++++ Records supplied
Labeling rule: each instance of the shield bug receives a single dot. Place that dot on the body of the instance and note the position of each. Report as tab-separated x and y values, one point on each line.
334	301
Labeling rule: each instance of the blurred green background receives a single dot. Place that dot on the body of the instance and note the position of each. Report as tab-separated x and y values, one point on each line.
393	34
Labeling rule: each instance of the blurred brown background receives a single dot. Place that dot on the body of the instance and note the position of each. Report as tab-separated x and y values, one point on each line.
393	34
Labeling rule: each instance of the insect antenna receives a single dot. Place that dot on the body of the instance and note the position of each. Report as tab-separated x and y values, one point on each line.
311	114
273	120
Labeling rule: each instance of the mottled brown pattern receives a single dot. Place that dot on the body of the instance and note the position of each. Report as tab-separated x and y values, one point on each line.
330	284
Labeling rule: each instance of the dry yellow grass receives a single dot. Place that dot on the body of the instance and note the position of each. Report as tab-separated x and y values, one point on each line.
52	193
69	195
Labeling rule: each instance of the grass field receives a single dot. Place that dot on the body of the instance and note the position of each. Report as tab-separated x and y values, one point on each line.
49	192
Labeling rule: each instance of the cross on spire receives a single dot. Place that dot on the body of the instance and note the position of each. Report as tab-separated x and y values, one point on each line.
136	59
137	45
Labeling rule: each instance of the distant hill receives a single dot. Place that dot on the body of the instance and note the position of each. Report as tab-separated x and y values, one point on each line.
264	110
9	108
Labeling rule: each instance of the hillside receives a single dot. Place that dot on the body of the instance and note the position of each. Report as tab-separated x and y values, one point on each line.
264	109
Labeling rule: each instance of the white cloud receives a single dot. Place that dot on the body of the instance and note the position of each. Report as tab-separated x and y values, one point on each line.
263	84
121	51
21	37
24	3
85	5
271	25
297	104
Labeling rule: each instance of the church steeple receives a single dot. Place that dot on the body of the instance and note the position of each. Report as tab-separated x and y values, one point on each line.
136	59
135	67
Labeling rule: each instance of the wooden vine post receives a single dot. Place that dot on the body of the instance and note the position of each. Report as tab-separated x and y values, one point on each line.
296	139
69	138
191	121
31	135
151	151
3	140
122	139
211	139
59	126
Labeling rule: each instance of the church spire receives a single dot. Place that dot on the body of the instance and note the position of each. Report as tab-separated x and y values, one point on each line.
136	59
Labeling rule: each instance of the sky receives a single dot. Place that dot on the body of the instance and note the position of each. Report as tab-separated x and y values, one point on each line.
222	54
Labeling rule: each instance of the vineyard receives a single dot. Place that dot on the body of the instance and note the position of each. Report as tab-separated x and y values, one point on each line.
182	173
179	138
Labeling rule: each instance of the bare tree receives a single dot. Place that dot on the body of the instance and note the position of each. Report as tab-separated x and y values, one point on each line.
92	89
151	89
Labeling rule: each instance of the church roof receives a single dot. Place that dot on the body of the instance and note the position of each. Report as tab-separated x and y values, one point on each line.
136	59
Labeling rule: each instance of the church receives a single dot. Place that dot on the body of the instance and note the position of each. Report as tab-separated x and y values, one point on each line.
++++++++
The task =>
Could you arrange every line of the data above as a numbered list, skipping any blank lines?

Output for this exercise =>
1. Labeling rule: each instance of the shield bug receives a single dot. Place that dot on the body of the instance and note the position of each. Report as tab-separated x and y values, one point on each line.
2. 334	301
3. Labeling rule: each instance of the blurred green background receives a single dot. Place that dot on the body of the instance and note the position of each. Report as tab-separated x and y values, one point on each line.
4. 393	34
5. Labeling rule: each instance of the blurred brown background receives a single dot. Place that dot on the body of the instance and note the position of each. Report as tab-separated x and y values, one point on each line.
6. 393	34
7. Labeling rule: each instance of the insect antenna receives a single dot. Place that dot on the body of the instance and note the position of each. Report as tab-separated x and y values, one point on each line.
8. 311	114
9. 273	120
10. Labeling rule: each instance of the mottled brown pattern receives a single dot. Place that dot on the body of the instance and note the position of each. Report as tab-separated x and y values, one point on each line.
11. 330	284
12. Labeling rule: each instance of the dry yellow grass receives a single dot. Place that dot on the body of the instance and note the position of each. Report as tab-separated x and y values, one point on each line.
13. 52	193
14. 69	195
15. Labeling rule: each instance of the grass field receives a single dot. Place that dot on the body of the instance and note the position of each. Report as tab-separated x and y values, one point on each line.
16. 49	192
17. Labeling rule: each instance of the cross on spire receives a single dot. Place that dot on the body of the instance and note the position of each. Report as tab-separated x and y values, one point on each line.
18. 136	59
19. 137	45
20. Labeling rule: each instance of the distant hill receives a single dot. Place that dot on the body of the instance and note the position of each. Report as tab-separated x and y values, one point on each line.
21. 264	110
22. 9	108
23. Labeling rule: each instance of the hillside receives a single dot. Place that dot on the body of the instance and note the position of each. Report as tab-separated x and y values, one point on each line.
24. 264	109
25. Labeling rule: each instance of the white cloud receives a single dot. Place that dot on the body of the instance and note the position of each. Report as tab-separated x and y values, one point on each line.
26. 263	84
27. 121	51
28. 21	37
29. 24	3
30. 85	5
31. 271	25
32. 297	104
33. Labeling rule: each instance of the church steeple receives a single dot. Place that dot on the body of the instance and note the position of each. Report as tab-separated x and y values, one point on each line.
34. 136	59
35. 135	67
36. Labeling rule: each instance of the wooden vine post receives a single dot. Place that dot on the body of the instance and note the position of each. Report as tab-separated x and y values, one point on each line.
37. 296	139
38. 69	138
39. 191	121
40. 31	135
41. 151	151
42. 3	140
43. 122	139
44. 211	139
45. 59	126
46. Labeling rule: each instance of the church spire receives a single dot. Place that dot on the body of the instance and note the position of each. Report as tab-separated x and y values, one point on each line.
47. 136	59
48. Labeling rule: each instance of the sky receives a single dot. Place that dot on the body of the instance and note the position of each. Report as tab-separated x and y values, one point on each line.
49. 222	54
50. Labeling rule: each instance of the vineyard receives a single dot. Place that dot on the body of the instance and note the position of each. Report as tab-separated x and y values, one point on each line.
51. 182	173
52. 179	138
53. Labeling rule: each instance of the bare tree receives a single dot. Place that dot on the body of the instance and note the position of each. Report as tab-separated x and y values, one point on each line.
54. 92	89
55. 151	89
56. Labeling rule: each instance of the church roof receives a single dot. Place that dot on the body of the instance and note the position of each. Report as tab-separated x and y values, one point on each line.
57. 136	59
58. Labeling rule: each instance of the church receives a single dot. Place that dot on the body of the instance and note the position of each. Report as tab-separated x and y values, one point on each line.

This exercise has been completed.